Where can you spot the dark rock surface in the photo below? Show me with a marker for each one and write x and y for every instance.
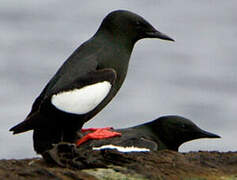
(110, 164)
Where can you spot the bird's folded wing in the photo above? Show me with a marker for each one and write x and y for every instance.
(85, 93)
(78, 97)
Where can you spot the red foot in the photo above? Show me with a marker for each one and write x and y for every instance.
(100, 133)
(94, 129)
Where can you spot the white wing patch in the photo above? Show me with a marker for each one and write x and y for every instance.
(83, 100)
(121, 148)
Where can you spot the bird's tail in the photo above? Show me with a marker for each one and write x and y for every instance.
(27, 124)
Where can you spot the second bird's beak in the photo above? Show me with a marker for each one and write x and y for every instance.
(156, 34)
(205, 134)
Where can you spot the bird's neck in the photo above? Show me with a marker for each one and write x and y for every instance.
(158, 135)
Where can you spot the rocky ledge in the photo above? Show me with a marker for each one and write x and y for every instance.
(110, 164)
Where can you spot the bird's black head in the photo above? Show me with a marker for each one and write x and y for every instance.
(176, 130)
(124, 24)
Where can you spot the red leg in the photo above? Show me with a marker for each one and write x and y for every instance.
(94, 129)
(100, 133)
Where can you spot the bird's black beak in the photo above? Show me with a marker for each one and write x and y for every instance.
(156, 34)
(205, 134)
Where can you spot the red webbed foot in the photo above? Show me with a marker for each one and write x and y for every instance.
(99, 133)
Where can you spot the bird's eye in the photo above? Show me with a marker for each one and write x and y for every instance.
(183, 126)
(138, 23)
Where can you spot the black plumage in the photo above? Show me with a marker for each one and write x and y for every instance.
(103, 58)
(167, 132)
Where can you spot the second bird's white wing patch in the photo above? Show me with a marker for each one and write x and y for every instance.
(121, 148)
(83, 100)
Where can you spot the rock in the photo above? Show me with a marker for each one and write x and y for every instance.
(110, 164)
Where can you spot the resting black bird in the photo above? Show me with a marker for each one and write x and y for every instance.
(167, 132)
(87, 81)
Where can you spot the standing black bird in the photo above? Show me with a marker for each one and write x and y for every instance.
(167, 132)
(87, 81)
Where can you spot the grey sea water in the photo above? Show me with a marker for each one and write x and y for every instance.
(194, 77)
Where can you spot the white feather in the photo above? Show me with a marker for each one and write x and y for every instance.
(83, 100)
(121, 148)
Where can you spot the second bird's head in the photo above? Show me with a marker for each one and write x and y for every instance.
(128, 25)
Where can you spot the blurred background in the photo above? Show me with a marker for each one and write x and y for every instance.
(194, 77)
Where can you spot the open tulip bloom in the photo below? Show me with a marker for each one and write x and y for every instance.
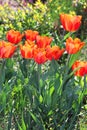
(49, 74)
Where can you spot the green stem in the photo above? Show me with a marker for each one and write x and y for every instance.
(39, 77)
(2, 73)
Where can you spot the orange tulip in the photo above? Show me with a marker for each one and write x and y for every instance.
(27, 49)
(40, 55)
(73, 46)
(81, 67)
(54, 52)
(43, 41)
(31, 35)
(70, 23)
(14, 36)
(6, 49)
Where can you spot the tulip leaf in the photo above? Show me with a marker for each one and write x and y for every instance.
(73, 58)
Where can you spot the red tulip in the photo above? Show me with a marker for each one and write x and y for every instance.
(27, 49)
(54, 52)
(14, 36)
(73, 46)
(81, 67)
(40, 55)
(43, 41)
(6, 49)
(31, 35)
(70, 23)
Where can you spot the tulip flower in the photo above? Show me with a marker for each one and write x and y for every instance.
(27, 49)
(54, 52)
(6, 49)
(40, 55)
(73, 46)
(81, 67)
(70, 23)
(43, 41)
(14, 36)
(31, 35)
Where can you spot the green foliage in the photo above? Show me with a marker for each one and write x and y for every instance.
(39, 97)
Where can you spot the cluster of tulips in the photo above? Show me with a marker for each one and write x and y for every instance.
(40, 49)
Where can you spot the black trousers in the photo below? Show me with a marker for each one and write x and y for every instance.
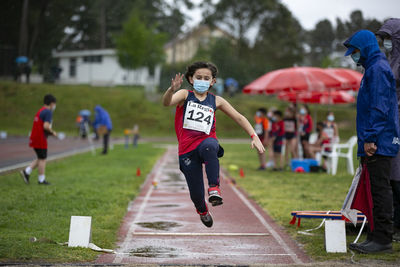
(396, 203)
(106, 138)
(381, 190)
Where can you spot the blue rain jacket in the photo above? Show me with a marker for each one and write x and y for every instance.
(102, 118)
(377, 114)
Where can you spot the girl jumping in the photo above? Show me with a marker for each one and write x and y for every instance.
(195, 130)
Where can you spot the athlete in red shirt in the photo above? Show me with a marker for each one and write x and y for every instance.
(38, 139)
(195, 130)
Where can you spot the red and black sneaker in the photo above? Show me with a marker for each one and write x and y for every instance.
(206, 218)
(214, 194)
(24, 176)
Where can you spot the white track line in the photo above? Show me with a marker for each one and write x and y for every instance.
(134, 225)
(200, 234)
(266, 225)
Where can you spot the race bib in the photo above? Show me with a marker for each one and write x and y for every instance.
(198, 117)
(329, 132)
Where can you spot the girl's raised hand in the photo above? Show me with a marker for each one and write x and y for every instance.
(256, 143)
(177, 82)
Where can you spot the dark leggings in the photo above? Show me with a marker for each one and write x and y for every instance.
(191, 166)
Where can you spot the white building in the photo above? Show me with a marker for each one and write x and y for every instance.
(100, 67)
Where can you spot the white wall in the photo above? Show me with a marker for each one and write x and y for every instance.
(105, 73)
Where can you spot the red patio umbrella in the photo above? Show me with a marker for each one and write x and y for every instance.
(350, 79)
(317, 97)
(293, 79)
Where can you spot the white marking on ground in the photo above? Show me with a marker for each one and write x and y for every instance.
(200, 234)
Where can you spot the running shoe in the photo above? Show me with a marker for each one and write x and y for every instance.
(206, 218)
(25, 176)
(214, 194)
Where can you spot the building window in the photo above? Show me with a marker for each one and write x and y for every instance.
(92, 59)
(72, 67)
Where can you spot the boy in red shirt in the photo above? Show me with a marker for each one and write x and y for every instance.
(38, 139)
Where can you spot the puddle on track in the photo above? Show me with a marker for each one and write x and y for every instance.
(154, 252)
(165, 226)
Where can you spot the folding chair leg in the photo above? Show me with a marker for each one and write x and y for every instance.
(334, 165)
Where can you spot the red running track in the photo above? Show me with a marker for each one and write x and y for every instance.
(162, 227)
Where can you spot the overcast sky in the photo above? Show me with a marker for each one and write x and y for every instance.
(309, 12)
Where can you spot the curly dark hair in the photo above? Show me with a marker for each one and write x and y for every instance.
(191, 69)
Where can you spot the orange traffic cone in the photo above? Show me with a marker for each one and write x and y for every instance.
(241, 172)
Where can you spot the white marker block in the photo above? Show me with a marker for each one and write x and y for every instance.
(335, 236)
(80, 231)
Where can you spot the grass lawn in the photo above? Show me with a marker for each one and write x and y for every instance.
(281, 192)
(84, 185)
(129, 105)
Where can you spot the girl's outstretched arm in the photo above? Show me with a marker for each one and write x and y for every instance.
(170, 98)
(227, 108)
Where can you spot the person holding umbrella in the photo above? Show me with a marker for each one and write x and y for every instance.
(378, 135)
(390, 35)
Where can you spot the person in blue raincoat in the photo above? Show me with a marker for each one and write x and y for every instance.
(377, 133)
(102, 125)
(390, 35)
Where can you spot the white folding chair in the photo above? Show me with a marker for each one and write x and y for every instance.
(336, 152)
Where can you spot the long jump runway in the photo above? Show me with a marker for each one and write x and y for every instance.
(162, 227)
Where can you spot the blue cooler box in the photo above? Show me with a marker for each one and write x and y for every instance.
(304, 163)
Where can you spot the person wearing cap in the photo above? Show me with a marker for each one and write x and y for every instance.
(378, 134)
(390, 35)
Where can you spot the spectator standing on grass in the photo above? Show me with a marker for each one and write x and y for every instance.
(331, 129)
(305, 129)
(377, 134)
(390, 35)
(261, 127)
(136, 135)
(103, 126)
(41, 129)
(290, 127)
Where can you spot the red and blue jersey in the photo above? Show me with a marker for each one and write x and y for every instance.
(189, 139)
(38, 137)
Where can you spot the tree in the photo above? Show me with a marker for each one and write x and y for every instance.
(239, 17)
(279, 41)
(139, 45)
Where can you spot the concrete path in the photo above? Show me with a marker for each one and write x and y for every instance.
(162, 227)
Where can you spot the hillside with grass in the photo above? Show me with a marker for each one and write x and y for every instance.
(130, 105)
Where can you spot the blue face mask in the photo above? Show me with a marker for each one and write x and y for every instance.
(201, 86)
(356, 57)
(387, 44)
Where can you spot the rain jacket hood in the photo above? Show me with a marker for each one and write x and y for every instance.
(365, 41)
(377, 114)
(392, 28)
(102, 118)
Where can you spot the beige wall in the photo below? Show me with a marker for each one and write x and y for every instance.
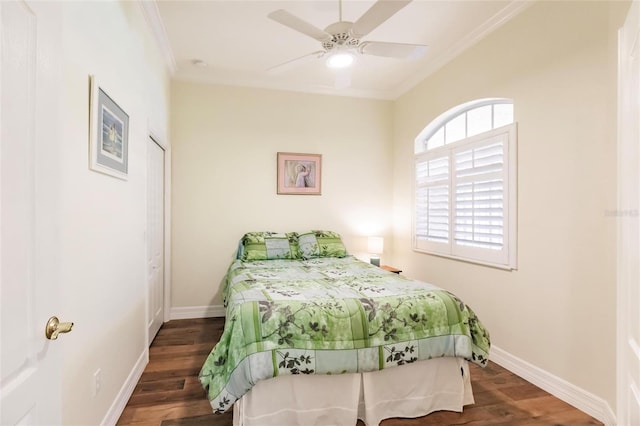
(225, 142)
(103, 219)
(557, 61)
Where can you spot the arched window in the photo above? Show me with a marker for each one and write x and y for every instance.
(465, 184)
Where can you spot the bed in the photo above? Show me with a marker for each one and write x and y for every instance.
(315, 336)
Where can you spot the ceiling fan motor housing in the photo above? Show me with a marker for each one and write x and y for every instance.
(341, 36)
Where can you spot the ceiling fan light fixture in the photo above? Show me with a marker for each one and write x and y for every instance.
(340, 60)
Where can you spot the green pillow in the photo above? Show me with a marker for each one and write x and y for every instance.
(269, 245)
(321, 244)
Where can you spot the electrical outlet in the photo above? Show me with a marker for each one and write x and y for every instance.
(97, 382)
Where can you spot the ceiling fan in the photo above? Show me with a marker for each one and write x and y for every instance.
(342, 40)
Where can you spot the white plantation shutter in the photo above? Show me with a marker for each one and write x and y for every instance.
(464, 196)
(432, 200)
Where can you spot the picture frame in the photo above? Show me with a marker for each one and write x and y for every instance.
(108, 133)
(299, 174)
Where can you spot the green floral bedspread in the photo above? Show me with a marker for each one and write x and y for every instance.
(331, 316)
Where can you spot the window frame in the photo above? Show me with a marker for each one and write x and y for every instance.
(505, 258)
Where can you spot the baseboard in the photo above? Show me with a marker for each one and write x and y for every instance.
(585, 401)
(198, 312)
(116, 409)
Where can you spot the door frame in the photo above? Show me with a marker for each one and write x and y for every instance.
(162, 143)
(627, 216)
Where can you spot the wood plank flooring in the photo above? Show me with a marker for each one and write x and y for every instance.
(169, 393)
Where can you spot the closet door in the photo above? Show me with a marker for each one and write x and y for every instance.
(155, 237)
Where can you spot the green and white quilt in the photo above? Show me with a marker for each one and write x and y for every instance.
(331, 316)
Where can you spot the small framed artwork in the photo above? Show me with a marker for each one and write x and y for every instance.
(109, 133)
(299, 174)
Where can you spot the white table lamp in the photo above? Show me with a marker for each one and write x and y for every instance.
(376, 246)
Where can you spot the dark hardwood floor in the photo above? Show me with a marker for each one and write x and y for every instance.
(169, 393)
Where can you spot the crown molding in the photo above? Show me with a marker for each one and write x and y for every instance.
(496, 21)
(152, 15)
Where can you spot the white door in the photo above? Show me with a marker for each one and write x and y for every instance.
(155, 237)
(628, 410)
(29, 131)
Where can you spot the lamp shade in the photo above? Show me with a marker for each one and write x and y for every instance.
(376, 245)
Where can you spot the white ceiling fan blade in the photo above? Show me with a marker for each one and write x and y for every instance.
(376, 15)
(277, 69)
(288, 20)
(392, 50)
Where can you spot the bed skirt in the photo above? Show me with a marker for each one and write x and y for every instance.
(409, 391)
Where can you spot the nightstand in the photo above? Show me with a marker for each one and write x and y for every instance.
(391, 269)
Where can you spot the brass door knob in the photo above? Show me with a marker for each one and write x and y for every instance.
(55, 327)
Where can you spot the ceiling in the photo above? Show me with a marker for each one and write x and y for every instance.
(239, 43)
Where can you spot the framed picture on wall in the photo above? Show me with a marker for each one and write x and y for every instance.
(299, 174)
(109, 133)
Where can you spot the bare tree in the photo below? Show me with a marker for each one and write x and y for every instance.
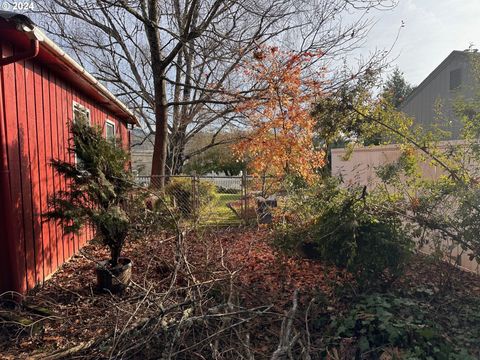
(175, 62)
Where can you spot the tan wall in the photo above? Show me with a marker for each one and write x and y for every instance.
(360, 169)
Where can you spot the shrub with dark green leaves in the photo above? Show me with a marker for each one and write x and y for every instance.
(383, 323)
(350, 229)
(189, 193)
(98, 191)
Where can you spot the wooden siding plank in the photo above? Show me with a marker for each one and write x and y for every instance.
(50, 171)
(55, 155)
(42, 169)
(23, 139)
(61, 121)
(34, 172)
(13, 148)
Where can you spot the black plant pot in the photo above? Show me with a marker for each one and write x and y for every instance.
(114, 279)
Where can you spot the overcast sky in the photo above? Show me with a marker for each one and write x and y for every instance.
(433, 29)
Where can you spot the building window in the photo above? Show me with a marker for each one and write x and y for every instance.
(455, 79)
(80, 112)
(110, 130)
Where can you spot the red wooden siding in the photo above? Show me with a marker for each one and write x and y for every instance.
(35, 107)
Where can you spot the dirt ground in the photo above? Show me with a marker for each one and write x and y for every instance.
(67, 312)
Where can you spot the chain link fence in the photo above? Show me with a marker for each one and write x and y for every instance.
(218, 200)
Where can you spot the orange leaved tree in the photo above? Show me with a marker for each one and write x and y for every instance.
(281, 139)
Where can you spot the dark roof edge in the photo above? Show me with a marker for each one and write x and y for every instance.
(431, 76)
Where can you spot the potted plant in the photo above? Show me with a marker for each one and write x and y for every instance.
(98, 191)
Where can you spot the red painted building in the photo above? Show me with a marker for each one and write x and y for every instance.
(41, 90)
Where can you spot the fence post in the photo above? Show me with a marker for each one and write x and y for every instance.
(194, 195)
(244, 195)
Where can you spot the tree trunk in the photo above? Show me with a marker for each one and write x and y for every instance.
(161, 132)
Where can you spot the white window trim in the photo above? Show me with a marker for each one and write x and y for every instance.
(83, 108)
(110, 122)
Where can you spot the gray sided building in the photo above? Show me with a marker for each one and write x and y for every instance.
(431, 103)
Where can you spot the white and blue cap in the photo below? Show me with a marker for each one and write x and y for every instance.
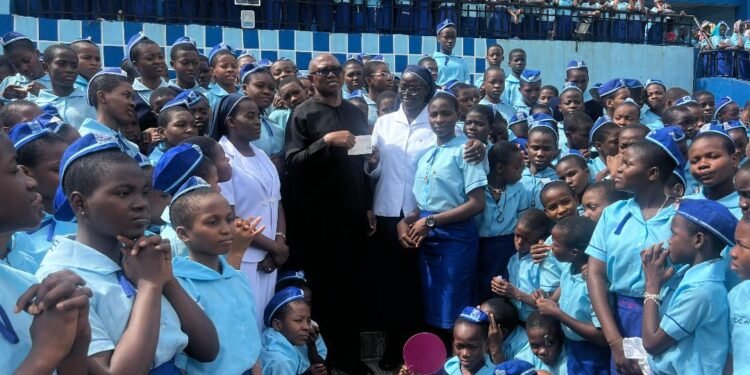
(442, 25)
(132, 42)
(251, 68)
(666, 139)
(518, 118)
(27, 132)
(633, 83)
(685, 100)
(186, 98)
(12, 36)
(600, 122)
(291, 276)
(531, 76)
(611, 86)
(176, 166)
(721, 103)
(574, 64)
(84, 146)
(106, 71)
(219, 48)
(710, 215)
(185, 40)
(515, 367)
(474, 315)
(655, 82)
(279, 300)
(568, 86)
(192, 184)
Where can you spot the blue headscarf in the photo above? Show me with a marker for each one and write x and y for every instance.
(224, 110)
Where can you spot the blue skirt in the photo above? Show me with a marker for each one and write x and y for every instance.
(587, 358)
(629, 317)
(448, 266)
(494, 255)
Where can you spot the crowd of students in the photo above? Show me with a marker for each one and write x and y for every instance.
(161, 227)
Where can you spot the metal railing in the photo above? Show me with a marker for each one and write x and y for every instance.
(487, 19)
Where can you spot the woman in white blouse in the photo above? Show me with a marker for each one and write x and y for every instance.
(255, 190)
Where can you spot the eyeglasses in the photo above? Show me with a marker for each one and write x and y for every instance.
(385, 75)
(326, 72)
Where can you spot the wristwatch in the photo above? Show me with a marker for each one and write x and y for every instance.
(430, 221)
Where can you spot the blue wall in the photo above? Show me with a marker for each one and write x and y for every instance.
(734, 88)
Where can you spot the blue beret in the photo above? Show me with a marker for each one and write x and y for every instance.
(132, 42)
(185, 40)
(573, 64)
(667, 139)
(219, 48)
(515, 367)
(721, 103)
(600, 122)
(531, 76)
(611, 86)
(106, 71)
(193, 183)
(12, 36)
(84, 146)
(176, 166)
(474, 315)
(442, 25)
(710, 215)
(279, 300)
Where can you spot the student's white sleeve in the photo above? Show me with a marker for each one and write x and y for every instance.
(598, 243)
(686, 312)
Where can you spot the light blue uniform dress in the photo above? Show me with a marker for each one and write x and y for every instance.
(13, 283)
(560, 367)
(145, 92)
(227, 300)
(448, 255)
(72, 108)
(280, 357)
(112, 301)
(523, 273)
(697, 317)
(18, 256)
(620, 236)
(92, 126)
(453, 367)
(651, 119)
(214, 95)
(271, 139)
(511, 94)
(739, 326)
(21, 80)
(451, 67)
(516, 343)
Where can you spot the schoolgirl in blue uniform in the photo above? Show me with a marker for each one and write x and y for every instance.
(25, 60)
(106, 190)
(288, 336)
(148, 59)
(62, 63)
(506, 199)
(585, 343)
(689, 333)
(739, 310)
(225, 73)
(470, 333)
(449, 192)
(624, 229)
(204, 221)
(449, 66)
(39, 151)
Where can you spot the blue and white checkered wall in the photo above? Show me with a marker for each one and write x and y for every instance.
(674, 65)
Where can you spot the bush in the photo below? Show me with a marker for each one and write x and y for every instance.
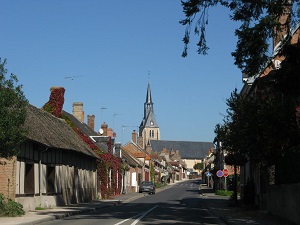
(10, 208)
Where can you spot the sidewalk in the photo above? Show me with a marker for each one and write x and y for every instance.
(218, 206)
(223, 208)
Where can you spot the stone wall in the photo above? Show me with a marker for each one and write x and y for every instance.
(7, 177)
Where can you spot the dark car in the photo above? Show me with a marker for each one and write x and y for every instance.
(147, 186)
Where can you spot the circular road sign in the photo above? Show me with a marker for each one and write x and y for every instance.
(225, 172)
(220, 173)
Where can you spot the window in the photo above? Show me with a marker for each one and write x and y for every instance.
(29, 179)
(50, 179)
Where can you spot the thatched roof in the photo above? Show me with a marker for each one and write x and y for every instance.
(53, 132)
(87, 130)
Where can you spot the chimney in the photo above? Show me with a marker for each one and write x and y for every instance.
(91, 121)
(284, 20)
(133, 136)
(78, 111)
(56, 101)
(141, 142)
(104, 128)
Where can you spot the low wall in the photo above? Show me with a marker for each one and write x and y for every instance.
(284, 201)
(30, 203)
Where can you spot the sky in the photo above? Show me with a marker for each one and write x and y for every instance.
(104, 53)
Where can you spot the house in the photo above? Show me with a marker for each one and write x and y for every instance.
(54, 167)
(133, 170)
(283, 198)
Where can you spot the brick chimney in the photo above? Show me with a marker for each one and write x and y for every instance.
(56, 101)
(78, 111)
(91, 121)
(133, 136)
(284, 20)
(104, 127)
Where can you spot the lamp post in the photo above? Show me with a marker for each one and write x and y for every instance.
(124, 173)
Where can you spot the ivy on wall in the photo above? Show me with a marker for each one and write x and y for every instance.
(109, 166)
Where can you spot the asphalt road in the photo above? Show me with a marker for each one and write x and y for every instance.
(180, 204)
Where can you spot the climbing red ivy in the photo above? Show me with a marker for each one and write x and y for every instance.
(109, 175)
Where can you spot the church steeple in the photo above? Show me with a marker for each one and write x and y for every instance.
(149, 129)
(148, 105)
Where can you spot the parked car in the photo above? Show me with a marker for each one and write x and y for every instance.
(147, 186)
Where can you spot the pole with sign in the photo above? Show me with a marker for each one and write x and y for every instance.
(225, 174)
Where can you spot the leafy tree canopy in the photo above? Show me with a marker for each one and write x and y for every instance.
(265, 126)
(12, 112)
(257, 18)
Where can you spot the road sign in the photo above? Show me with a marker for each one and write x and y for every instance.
(225, 172)
(219, 173)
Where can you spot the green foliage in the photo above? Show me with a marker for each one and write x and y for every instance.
(257, 21)
(152, 172)
(10, 208)
(158, 185)
(199, 167)
(263, 127)
(12, 112)
(224, 193)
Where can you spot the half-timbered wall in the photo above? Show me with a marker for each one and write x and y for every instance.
(48, 177)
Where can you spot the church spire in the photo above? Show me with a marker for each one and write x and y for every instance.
(148, 96)
(149, 129)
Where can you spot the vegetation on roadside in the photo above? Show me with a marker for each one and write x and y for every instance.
(10, 208)
(12, 112)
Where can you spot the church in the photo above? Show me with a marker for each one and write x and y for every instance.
(191, 152)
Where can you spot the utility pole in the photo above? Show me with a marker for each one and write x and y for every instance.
(101, 114)
(72, 78)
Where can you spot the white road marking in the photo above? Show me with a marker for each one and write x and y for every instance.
(141, 215)
(144, 214)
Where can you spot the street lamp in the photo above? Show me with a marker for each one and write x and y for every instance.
(123, 131)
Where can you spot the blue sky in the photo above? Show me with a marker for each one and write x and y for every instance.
(112, 49)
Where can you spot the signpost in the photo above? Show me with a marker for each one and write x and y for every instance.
(225, 174)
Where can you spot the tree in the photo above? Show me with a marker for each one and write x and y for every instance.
(12, 112)
(199, 167)
(258, 19)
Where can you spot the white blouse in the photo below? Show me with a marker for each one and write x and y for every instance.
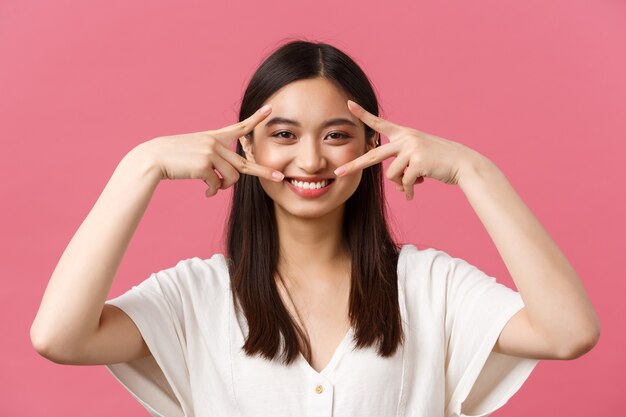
(452, 315)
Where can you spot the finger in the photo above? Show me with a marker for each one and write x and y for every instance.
(369, 158)
(379, 124)
(244, 166)
(396, 169)
(408, 182)
(213, 182)
(229, 134)
(229, 174)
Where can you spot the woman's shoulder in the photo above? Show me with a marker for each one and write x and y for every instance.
(197, 273)
(411, 252)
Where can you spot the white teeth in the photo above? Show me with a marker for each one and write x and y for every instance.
(309, 185)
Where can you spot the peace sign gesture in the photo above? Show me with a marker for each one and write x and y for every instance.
(418, 154)
(198, 155)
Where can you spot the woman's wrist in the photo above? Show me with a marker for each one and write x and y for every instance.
(140, 160)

[Exercise objective] Extract, word for word, every line from the one holding "Where can you spot the utility" through the closing line of the data above. Do not include any pictures.

[Response]
Where can you spot the utility pole in the photo above? Show me with a marker for each one and write x and y for every instance.
(101, 114)
(72, 78)
Where can you spot the white road marking in the photo above? Show me with a marker for each one and write x and y for every instance.
(141, 215)
(144, 214)
Where can you spot the street lamp in the photo above? Show me with a marker for each one and write x and y for every instance.
(123, 131)
Where can you spot the blue sky in the photo above? Show me with a marker for each one and write x and y for every instance.
(112, 49)
Where can you spot the signpost in the photo above? Show me with a marker for each one and write x and y for every instance.
(225, 174)
Where can you spot the tree in the photo above? Show me with a marker for each one and write x and y for every instance.
(12, 112)
(199, 167)
(258, 19)
Where can you spot the white blouse in the photo below? Show me with a marker for each one and write x and y for every instance.
(452, 315)
Where can you spot the finger in the photo above? Show me with a marker for each one and write x and y for every instance.
(369, 158)
(379, 124)
(244, 166)
(396, 169)
(408, 182)
(213, 182)
(229, 134)
(229, 174)
Where can you spot the woman's shoulder in the photo above? Show me with a marker for each one and write x and y for every instance.
(197, 273)
(411, 252)
Where can you spot the white teeth in the photo above? Show me with a marker for each one and write x and y for every instance.
(309, 185)
Where can you spot the peace sign gesture in the photo above? Show me with a marker for each one and write x and y for every instance.
(418, 154)
(198, 155)
Where can you spot the woman's wrist in the photo above? Show me with a marker for each one and write x and y for every instance.
(140, 160)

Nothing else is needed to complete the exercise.